╭──
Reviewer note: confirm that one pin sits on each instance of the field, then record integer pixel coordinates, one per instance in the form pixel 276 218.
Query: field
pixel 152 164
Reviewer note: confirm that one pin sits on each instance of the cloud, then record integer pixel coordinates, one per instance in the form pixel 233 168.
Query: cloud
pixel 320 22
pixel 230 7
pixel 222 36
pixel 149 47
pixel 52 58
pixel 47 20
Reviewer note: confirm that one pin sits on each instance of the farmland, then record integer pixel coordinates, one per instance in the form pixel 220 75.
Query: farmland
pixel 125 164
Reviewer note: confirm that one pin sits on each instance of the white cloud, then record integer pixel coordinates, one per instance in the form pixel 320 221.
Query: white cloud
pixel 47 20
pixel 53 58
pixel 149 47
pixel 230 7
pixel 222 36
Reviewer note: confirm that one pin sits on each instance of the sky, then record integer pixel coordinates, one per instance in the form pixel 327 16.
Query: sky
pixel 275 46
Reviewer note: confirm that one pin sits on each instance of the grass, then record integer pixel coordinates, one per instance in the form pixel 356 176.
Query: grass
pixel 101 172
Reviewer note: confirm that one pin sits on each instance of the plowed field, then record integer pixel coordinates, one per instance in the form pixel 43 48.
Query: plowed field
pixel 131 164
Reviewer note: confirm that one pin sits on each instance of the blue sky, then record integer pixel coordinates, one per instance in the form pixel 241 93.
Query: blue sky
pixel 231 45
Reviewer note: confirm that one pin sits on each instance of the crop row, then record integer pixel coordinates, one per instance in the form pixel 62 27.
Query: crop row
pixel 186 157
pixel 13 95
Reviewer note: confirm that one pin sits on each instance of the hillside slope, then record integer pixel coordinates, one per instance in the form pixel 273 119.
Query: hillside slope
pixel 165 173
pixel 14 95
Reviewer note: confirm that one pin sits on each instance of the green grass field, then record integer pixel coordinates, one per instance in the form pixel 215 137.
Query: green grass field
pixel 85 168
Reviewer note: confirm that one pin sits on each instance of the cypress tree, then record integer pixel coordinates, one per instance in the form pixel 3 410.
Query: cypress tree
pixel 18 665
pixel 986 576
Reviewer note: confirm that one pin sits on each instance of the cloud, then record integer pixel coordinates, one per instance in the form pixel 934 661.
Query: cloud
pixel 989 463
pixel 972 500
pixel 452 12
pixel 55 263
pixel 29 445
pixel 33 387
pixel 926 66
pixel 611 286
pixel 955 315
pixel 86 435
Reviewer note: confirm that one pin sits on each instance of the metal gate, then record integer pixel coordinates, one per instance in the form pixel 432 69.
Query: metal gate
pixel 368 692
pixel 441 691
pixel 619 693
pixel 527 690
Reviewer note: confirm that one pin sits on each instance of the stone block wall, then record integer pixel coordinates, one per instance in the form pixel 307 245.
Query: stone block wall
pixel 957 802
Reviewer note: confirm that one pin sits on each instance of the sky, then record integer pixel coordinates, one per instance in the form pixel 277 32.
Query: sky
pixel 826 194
╰──
GOAL: Pull out the lines from these items word for word, starting at the line that has "pixel 241 93." and stopping after the line that has "pixel 13 95", with both of those lines included.

THE ANSWER:
Reviewer note: confirm that one pin sits on each instance of the blue sky, then record integer pixel coordinates, one per instance in the form pixel 241 93.
Query: blue sky
pixel 231 45
Reviewer note: confirm that one pin sits on each instance of the crop row, then record integer pixel coordinates, one per instance in the form pixel 62 27.
Query: crop row
pixel 186 157
pixel 13 95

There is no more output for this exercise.